■ WHAT TO DO: Starting at the first line of the entries below, output every line exactly, up to and including the line with "positive clicks: (156, 151)".
DATA TO EXAMINE: Begin
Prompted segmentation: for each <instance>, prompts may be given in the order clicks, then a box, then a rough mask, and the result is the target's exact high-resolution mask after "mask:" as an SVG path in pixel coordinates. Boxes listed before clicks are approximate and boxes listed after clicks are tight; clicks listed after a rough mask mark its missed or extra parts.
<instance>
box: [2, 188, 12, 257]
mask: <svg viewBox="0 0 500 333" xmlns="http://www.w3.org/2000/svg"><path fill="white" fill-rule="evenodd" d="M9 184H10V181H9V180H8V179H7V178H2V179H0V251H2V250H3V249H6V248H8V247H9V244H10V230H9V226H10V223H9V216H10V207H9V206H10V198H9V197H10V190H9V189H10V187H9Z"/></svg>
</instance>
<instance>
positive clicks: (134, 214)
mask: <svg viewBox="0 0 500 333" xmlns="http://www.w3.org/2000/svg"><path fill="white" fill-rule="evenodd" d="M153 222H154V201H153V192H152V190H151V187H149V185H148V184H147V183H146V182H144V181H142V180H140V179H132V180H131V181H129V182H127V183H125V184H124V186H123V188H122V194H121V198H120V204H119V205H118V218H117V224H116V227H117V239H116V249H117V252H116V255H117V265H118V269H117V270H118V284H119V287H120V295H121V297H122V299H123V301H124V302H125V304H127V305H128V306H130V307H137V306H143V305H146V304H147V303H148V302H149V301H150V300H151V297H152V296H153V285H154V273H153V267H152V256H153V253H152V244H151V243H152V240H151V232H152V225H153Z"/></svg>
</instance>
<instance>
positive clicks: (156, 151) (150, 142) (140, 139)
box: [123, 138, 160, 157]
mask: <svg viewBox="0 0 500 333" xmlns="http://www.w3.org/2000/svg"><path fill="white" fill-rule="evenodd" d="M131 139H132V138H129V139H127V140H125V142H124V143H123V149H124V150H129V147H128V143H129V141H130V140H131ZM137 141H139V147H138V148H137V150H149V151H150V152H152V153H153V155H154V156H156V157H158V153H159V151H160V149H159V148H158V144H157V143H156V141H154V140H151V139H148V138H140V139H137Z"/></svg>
DATA TO EXAMINE: End
■ ANSWER TO THE PROBLEM:
Prompted segmentation: for each <instance>, prompts may be given in the order clicks, then a box, then a rough mask, and the result is the target's exact high-resolution mask after "mask:" as an SVG path in pixel coordinates. Boxes listed before clicks are approximate and boxes listed after clicks are tight; clicks listed after a rough mask mark its missed or extra parts.
<instance>
box: [2, 188, 12, 257]
mask: <svg viewBox="0 0 500 333" xmlns="http://www.w3.org/2000/svg"><path fill="white" fill-rule="evenodd" d="M9 184H10V181H9V180H8V179H7V178H2V179H0V251H2V250H3V249H6V248H8V247H9V244H10V230H9V226H10V223H9V216H10V207H9V206H10V198H9V197H10V190H9V189H10V187H9Z"/></svg>
</instance>
<instance>
positive clicks: (134, 214)
mask: <svg viewBox="0 0 500 333" xmlns="http://www.w3.org/2000/svg"><path fill="white" fill-rule="evenodd" d="M153 222H154V201H153V192H152V190H151V187H149V185H148V184H147V183H146V182H144V181H142V180H140V179H132V180H131V181H129V182H127V183H125V184H124V186H123V188H122V194H121V198H120V204H119V205H118V218H117V224H116V227H117V239H116V249H117V252H116V255H117V265H118V269H117V270H118V284H119V287H120V295H121V297H122V299H123V301H124V302H125V304H127V305H128V306H130V307H137V306H143V305H146V304H147V303H148V302H149V301H150V300H151V297H152V296H153V285H154V273H153V267H152V256H153V253H152V244H151V243H152V240H151V232H152V225H153Z"/></svg>
</instance>
<instance>
positive clicks: (156, 151) (150, 142) (140, 139)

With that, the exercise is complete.